> **Task requirements**
Below are some entries. Repeat exactly the lines from the one with "of the cloudy" through the one with "of the outstretched", and only those.

____ Input data

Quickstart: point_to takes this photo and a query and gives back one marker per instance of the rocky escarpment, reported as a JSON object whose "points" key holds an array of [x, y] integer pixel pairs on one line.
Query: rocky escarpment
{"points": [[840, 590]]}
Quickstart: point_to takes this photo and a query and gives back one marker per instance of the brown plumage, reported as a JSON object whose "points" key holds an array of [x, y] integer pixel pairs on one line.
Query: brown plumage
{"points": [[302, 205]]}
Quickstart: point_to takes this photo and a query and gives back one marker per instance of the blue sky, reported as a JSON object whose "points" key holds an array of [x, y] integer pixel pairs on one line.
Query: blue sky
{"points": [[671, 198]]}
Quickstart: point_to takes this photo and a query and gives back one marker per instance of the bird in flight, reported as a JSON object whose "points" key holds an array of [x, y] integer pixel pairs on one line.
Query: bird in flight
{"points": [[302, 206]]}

________
____ Input data

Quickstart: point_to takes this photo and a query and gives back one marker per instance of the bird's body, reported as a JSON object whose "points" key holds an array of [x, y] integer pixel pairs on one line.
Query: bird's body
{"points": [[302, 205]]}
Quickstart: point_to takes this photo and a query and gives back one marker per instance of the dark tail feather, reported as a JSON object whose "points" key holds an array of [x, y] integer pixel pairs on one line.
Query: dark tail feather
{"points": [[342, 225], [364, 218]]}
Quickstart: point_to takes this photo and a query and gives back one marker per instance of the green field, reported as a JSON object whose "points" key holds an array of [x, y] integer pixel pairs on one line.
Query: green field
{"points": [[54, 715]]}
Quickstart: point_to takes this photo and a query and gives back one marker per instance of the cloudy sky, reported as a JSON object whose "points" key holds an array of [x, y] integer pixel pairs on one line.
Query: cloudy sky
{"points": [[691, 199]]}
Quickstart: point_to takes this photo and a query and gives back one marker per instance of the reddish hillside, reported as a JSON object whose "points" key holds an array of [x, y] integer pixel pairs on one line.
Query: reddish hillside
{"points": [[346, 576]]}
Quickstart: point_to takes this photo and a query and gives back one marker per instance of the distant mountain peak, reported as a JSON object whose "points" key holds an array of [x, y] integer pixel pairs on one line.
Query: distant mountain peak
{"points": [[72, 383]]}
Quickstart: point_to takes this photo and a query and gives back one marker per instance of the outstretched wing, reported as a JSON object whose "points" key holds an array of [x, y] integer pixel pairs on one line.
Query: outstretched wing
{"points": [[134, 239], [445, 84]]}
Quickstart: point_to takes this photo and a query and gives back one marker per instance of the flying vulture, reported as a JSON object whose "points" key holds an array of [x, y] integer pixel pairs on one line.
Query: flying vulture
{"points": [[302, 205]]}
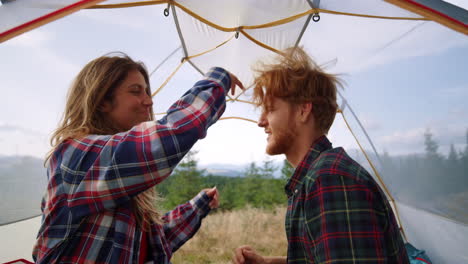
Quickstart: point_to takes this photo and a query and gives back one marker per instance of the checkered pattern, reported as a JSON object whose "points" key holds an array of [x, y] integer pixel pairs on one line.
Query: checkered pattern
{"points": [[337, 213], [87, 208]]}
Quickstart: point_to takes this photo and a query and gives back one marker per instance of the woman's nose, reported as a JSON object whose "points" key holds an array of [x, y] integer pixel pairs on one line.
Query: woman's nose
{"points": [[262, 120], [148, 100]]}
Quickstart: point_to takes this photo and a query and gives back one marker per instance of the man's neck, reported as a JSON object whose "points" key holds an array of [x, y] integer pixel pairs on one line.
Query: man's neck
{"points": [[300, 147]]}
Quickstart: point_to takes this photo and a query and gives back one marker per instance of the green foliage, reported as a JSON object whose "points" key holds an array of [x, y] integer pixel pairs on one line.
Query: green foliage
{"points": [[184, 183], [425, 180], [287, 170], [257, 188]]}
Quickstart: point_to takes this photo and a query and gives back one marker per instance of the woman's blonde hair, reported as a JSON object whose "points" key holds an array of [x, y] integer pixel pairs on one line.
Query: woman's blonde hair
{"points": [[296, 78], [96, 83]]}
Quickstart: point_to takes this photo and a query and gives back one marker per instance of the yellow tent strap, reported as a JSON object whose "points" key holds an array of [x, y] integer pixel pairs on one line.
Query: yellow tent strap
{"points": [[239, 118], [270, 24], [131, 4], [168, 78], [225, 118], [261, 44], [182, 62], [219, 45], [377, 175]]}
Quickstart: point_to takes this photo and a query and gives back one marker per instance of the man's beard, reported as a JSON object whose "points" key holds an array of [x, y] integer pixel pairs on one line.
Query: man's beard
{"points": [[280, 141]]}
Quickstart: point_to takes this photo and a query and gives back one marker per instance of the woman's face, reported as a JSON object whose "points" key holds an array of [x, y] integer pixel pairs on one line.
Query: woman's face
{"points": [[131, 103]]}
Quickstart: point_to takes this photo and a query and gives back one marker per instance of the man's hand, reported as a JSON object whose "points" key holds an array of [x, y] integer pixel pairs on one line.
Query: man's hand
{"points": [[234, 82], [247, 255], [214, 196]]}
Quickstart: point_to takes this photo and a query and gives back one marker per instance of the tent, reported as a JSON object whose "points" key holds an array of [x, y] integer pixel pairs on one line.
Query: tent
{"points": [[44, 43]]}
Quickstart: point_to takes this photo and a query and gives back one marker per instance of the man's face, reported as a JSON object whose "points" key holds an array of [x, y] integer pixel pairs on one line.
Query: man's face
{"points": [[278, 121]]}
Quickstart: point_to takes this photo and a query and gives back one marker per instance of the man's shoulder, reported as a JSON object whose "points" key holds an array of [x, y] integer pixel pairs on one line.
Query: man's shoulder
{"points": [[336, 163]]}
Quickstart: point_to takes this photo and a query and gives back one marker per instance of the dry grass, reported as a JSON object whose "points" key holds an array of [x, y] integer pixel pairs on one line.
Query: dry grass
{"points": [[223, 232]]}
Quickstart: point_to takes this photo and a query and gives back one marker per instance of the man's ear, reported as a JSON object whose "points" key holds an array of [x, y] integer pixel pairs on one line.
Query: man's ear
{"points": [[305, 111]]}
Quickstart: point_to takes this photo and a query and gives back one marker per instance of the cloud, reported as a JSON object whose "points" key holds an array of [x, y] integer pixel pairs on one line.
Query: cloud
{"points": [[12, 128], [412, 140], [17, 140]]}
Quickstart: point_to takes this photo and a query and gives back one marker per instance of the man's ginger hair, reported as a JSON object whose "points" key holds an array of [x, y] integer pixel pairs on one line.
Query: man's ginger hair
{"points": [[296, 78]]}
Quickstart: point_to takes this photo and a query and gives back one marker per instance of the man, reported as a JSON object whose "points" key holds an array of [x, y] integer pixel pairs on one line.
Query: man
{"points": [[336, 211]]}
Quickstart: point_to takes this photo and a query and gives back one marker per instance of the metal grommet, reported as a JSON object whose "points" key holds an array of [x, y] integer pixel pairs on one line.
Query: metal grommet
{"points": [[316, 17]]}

________

> **Worked solution**
Quickstart: point_to takes this photo and a query and gives back one marker per instance of the cloudy sky, reported as a JSON object whose "points" key holds an array of [x, y] integer pixel pairs on one line.
Query: cloudy sky
{"points": [[691, 199]]}
Quickstart: point_to takes this photo and a query and gives back one marker per instance of the reddish hillside, reported as a JSON object whose "points" key holds an array of [x, y] integer pixel pairs on one line.
Query: reddish hillside
{"points": [[346, 576]]}
Quickstart: point_to takes this photo and a query and gives back one marker per instance of the distant mountain peak, reported as a JSON object whose "points" key holds an array of [x, y] integer pixel pairs on one line.
Query: distant mountain peak
{"points": [[72, 383]]}
Quickstart: point_to takes this photo and a query and gives back one marker per instance of the outstretched wing, reported as a JSON object whose "points" key holds an array of [x, y] integer pixel pairs on one line.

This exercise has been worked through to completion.